▶ _THE PROBLEM_
From the data below, return each line in which the string "query" is found.

Segment Start: PROVIDED RECORDS

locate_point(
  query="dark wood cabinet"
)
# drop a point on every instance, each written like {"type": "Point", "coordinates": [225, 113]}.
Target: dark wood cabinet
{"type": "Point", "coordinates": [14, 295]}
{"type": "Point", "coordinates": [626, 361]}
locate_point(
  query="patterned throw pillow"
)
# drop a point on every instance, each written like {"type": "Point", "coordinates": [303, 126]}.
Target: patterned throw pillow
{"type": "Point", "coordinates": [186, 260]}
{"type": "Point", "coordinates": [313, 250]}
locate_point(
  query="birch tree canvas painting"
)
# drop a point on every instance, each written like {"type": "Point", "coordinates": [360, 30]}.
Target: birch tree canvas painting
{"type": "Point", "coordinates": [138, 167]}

Segment End: PROVIDED RECORDS
Segment Start: PROVIDED RECORDS

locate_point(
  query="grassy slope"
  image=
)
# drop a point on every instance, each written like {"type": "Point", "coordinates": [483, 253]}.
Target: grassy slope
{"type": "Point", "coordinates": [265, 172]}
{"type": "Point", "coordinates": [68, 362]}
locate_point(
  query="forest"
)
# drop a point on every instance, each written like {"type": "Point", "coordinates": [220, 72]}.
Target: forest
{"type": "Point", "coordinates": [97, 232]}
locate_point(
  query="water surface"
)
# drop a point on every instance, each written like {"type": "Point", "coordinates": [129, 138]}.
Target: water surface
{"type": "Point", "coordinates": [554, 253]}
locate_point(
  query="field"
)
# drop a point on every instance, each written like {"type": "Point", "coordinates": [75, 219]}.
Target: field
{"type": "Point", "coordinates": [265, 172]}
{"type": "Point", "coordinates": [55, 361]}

Segment End: PROVIDED RECORDS
Segment Start: PROVIDED RECORDS

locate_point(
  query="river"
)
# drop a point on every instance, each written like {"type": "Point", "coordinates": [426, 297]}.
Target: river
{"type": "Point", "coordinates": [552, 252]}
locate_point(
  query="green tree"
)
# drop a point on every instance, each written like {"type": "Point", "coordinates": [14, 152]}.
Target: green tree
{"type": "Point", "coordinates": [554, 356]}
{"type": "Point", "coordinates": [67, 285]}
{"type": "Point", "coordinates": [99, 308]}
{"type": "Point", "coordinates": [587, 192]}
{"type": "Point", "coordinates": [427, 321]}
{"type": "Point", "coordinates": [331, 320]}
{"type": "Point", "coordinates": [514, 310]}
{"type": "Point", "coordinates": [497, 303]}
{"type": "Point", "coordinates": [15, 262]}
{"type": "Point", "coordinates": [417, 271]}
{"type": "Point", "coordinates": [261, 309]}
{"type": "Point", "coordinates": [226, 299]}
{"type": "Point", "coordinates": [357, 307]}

Segment End: PROVIDED RECORDS

▶ _SOLUTION TO THIS PROBLEM_
  query="dark wood cabinet"
  query="patterned throw pillow"
  query="birch tree canvas painting"
  query="grassy slope"
  query="forest"
  query="water surface"
  query="field"
  query="river"
  query="green tree"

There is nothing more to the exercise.